(WRITTEN TASK): Could you copy out, word for word, the stretch of the data below from the line containing "Guideline: for every instance of the golden" through the last line of the data?

(Saved dataset items)
————
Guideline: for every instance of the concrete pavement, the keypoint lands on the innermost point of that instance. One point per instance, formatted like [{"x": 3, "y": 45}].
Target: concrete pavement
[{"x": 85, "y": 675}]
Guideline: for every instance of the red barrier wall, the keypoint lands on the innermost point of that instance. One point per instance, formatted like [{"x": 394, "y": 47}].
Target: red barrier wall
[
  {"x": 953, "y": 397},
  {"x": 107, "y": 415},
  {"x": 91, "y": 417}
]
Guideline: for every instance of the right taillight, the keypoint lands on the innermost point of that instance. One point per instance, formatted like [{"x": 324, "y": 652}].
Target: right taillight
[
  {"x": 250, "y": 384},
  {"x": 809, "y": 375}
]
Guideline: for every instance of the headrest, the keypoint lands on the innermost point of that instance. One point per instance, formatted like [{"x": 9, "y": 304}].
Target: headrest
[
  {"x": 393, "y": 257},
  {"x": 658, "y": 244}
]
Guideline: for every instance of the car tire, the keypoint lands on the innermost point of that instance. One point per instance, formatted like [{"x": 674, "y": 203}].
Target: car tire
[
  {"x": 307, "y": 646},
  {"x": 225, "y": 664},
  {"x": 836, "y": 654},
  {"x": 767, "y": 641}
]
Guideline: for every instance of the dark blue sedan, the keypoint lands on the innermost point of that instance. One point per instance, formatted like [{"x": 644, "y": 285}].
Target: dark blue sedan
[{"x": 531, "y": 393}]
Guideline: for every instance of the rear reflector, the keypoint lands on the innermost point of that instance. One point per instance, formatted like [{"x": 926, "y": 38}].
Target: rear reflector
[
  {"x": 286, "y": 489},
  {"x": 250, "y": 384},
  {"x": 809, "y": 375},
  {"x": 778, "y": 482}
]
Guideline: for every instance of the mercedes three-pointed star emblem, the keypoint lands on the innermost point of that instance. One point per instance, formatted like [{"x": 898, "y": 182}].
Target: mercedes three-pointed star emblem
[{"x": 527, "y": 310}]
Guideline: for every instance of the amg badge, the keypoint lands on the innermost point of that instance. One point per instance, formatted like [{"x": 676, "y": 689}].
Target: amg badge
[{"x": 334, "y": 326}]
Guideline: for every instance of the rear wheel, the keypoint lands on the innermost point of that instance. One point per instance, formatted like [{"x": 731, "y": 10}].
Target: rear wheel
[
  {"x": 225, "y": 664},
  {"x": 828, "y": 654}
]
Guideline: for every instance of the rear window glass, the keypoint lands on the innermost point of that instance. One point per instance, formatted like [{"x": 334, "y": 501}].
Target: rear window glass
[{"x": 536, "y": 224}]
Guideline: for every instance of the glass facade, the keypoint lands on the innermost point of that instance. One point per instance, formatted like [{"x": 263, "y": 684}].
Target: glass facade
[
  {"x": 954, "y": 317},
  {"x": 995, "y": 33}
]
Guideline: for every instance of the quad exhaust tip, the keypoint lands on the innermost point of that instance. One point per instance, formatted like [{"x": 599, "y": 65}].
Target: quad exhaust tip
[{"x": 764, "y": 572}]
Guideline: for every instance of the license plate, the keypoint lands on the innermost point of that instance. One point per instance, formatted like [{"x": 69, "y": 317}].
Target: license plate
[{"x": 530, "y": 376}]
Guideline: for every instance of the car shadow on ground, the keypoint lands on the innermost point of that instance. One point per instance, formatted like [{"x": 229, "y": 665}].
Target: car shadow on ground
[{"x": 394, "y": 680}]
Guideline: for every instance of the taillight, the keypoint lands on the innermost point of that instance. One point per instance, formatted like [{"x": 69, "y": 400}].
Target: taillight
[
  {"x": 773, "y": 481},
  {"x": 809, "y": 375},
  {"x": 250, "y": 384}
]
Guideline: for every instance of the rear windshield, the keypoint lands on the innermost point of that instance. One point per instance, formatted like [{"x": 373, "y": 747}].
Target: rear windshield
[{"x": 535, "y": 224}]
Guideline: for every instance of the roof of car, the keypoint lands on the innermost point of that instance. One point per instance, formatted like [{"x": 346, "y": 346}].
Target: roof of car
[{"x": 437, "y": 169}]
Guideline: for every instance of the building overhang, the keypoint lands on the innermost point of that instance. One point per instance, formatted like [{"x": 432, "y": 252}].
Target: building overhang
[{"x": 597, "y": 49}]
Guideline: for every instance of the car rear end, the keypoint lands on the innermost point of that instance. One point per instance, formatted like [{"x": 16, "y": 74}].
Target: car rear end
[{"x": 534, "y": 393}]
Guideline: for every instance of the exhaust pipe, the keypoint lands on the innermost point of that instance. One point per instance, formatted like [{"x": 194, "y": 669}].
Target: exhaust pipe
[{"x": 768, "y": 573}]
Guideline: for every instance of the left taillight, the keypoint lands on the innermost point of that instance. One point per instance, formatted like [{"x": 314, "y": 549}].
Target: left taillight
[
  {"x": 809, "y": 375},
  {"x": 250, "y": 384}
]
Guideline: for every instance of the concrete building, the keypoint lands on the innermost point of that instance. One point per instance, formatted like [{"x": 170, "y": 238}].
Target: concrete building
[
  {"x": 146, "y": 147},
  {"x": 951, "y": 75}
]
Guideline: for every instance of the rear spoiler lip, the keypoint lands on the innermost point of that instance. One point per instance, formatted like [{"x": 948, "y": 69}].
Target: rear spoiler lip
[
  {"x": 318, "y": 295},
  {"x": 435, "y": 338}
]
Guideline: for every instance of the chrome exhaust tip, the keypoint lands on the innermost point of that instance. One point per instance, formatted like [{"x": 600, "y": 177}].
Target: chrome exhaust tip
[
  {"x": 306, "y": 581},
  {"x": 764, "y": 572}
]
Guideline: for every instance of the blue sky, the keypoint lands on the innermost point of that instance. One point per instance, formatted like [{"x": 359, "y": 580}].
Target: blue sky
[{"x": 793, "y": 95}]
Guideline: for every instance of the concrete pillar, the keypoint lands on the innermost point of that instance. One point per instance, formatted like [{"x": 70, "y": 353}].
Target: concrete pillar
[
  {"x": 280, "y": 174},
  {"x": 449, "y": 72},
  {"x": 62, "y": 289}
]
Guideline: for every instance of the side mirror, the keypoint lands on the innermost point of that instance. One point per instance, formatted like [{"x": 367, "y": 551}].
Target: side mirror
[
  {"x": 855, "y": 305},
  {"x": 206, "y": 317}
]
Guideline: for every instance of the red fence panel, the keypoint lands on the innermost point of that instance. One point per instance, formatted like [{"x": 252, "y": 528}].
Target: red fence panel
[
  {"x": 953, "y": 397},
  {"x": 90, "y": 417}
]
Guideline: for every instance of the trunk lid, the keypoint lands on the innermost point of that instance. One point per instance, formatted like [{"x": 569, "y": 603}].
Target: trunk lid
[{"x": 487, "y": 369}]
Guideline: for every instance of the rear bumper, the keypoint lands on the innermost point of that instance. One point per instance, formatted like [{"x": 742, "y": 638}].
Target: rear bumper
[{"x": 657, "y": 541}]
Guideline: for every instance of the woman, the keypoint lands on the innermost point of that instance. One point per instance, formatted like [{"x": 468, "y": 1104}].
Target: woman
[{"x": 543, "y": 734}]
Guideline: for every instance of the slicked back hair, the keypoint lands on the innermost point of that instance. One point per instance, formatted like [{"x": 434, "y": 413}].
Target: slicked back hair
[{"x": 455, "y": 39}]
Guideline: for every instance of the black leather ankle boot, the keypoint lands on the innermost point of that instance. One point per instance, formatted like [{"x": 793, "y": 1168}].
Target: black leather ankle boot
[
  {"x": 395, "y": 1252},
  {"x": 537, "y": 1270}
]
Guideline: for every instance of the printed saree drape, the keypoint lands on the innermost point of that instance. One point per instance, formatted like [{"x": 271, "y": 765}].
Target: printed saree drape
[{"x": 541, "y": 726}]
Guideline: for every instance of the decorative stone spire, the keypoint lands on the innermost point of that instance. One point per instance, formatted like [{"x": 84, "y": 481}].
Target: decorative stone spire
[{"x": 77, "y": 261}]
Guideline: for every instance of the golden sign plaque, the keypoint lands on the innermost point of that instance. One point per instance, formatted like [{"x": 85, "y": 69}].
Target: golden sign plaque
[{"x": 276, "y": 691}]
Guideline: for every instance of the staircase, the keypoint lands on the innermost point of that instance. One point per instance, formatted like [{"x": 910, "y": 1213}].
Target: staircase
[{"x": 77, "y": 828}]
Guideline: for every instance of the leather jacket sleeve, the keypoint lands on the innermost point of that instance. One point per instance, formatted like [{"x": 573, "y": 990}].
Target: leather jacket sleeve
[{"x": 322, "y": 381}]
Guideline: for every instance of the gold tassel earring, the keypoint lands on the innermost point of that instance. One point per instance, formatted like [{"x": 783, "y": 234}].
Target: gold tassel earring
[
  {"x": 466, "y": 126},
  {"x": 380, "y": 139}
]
————
(RIGHT ANSWER):
Guideline: for every instance of the golden sign plaque, the keypoint lands on the innermost point of that instance. One point per instance, formatted like [{"x": 85, "y": 69}].
Target: golden sign plaque
[{"x": 276, "y": 691}]
Guideline: for every instance of the staircase, the keypoint lands on the innermost point of that instance. One point per instance, formatted like [{"x": 910, "y": 1213}].
Target: staircase
[{"x": 77, "y": 828}]
Guideline: for every instance of the leather jacket sleeve, the keypoint lands on the innermost point of that instance. One point per instance, formatted like [{"x": 573, "y": 990}].
Target: leather jacket sleeve
[{"x": 322, "y": 381}]
Guideline: for every instance of the gold tassel earring, the keypoint lands on the innermost point of that instance. One point per instance, formatted like [{"x": 783, "y": 234}].
Target: gold tassel earring
[
  {"x": 466, "y": 126},
  {"x": 380, "y": 139}
]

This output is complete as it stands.